Il n’était pas enclin à s’impliquer dans le soulèvement vendéen débutant en 1793, quand ses métayers viennent le chercher. Son insouciante résignation ; cette fatalité soldatesque qui ne craint jamais le danger, parce qu’elle croit que le hasard se joue des probabilités ; ce sacrifice entier de sa propre vie, faisaient de François de Charette un vrai chef de guerre civile. Il était inaltérable. Au plus fort de la détresse, quand tout semblait perdu sans ressource, on le voyait, le sourire sur les lèvres, relever le courage de ceux qui l’entouraient, les mener au combat, les pousser sur l’ennemi, et les maintenir devant lui jusqu’à la dernière extrémité.
Né à Couffé, près d’Ancenis en Bretagne, le 2 mai 1763, d’une famille ancienne, François-Athanase Charette de La Contrie fit ses études à Angers et entra dans la marine à seize ans. En 1789, il était parvenu au grade de lieutenant de vaisseau, et donna sa démission en 1790, époque à laquelle il épousa madame veuve Charette de Boisfoucaud, sa parente. Peu de temps après il se rendit à Coblence (Allemagne).

**Consigne**:
Reprenez le texte sur François de Charette après sa dernière phrase et poursuivez-en le récit.

Enregistrements d'une collection:

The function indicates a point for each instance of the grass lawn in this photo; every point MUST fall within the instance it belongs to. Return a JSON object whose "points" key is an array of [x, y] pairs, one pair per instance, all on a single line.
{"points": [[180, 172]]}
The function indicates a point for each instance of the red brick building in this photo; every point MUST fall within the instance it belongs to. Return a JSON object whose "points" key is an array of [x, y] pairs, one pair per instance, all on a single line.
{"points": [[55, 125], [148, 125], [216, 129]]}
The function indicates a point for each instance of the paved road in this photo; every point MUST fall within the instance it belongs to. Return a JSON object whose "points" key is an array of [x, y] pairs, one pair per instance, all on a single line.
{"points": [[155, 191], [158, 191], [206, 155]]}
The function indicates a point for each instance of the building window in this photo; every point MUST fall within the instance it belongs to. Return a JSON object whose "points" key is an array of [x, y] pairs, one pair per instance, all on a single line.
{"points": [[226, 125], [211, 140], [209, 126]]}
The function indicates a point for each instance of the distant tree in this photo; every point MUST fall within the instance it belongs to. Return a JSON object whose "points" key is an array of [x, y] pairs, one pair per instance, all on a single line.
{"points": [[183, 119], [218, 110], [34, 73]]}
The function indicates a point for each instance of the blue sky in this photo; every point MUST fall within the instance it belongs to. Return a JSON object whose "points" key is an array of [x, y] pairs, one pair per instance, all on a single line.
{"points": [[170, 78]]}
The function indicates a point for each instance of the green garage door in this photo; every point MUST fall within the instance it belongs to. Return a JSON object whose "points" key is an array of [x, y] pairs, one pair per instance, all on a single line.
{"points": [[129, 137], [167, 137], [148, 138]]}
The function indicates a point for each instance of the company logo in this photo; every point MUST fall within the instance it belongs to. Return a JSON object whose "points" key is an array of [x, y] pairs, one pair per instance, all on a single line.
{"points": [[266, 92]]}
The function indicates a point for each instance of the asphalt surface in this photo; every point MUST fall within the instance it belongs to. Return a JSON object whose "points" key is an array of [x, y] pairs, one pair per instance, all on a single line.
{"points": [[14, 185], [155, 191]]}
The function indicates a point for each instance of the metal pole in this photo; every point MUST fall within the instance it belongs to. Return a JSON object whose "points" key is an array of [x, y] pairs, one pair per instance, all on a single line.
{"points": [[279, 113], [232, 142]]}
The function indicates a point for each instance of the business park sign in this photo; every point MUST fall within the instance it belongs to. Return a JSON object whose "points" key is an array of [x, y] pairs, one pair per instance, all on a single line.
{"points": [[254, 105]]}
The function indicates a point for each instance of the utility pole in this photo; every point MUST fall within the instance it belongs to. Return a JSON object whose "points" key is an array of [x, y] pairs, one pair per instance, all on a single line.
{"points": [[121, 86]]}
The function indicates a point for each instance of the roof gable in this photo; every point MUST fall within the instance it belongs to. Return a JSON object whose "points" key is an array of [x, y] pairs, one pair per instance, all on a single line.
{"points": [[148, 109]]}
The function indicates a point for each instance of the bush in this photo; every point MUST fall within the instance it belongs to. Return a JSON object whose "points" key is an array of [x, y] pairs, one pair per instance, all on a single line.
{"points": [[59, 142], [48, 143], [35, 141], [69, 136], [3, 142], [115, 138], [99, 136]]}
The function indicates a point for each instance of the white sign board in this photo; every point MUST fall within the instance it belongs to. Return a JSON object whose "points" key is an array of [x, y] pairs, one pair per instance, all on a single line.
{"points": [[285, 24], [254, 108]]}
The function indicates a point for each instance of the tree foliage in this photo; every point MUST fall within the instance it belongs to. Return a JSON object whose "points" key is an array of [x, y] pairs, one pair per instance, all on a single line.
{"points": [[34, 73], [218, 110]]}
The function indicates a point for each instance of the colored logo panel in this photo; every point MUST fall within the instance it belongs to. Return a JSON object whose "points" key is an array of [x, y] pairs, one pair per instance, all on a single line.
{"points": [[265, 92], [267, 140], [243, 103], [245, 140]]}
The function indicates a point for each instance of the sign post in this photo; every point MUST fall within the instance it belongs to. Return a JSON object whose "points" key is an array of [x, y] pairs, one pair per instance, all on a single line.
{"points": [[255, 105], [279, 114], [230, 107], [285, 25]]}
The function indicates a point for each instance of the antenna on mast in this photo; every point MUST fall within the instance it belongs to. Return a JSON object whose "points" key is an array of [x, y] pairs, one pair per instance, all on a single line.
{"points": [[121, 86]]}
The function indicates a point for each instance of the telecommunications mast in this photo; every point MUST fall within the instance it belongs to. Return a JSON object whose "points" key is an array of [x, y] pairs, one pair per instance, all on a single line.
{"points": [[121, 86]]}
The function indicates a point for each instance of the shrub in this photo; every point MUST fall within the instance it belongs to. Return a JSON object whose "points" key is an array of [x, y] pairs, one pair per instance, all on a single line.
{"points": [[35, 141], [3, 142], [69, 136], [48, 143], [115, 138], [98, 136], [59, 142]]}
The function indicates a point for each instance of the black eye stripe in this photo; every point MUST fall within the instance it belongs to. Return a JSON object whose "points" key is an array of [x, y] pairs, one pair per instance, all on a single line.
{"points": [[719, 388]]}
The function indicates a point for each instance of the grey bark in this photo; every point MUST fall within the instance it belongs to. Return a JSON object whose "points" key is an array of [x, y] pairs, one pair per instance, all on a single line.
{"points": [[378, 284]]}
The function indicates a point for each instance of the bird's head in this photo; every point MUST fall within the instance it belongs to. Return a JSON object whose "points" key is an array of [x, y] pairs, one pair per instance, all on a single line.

**Réponse attendue**:
Charette se trouvait à Paris au 10 août 1792, et fit d’inutiles efforts pour défendre le roi. Il s’était retiré à son château de Fonteclause en Poitou, lorsque l’insurrection de Saint-Florent éclata dans le mois de mars 1793. Les paysans l’ayant engagé à plusieurs reprises à se mettre à leur tête, Charette n’y consentit qu’après la défaite de Laroche-Saint-André dans Pornic. ll commença par attaquer cette ville, s’en empara, puis se rendit à Machecoul, dont les insurgés venaient de s’emparer. Il assembla ensuite ses soldats dans l’église, jura de périr ou de triompher, et leur fit prêter serment de ne jamais abandonner la cause de l’autel et du trône. Il marcha sur Challans d’où il fut repoussé, et éprouva un semblable échec devant Saint-Gervais.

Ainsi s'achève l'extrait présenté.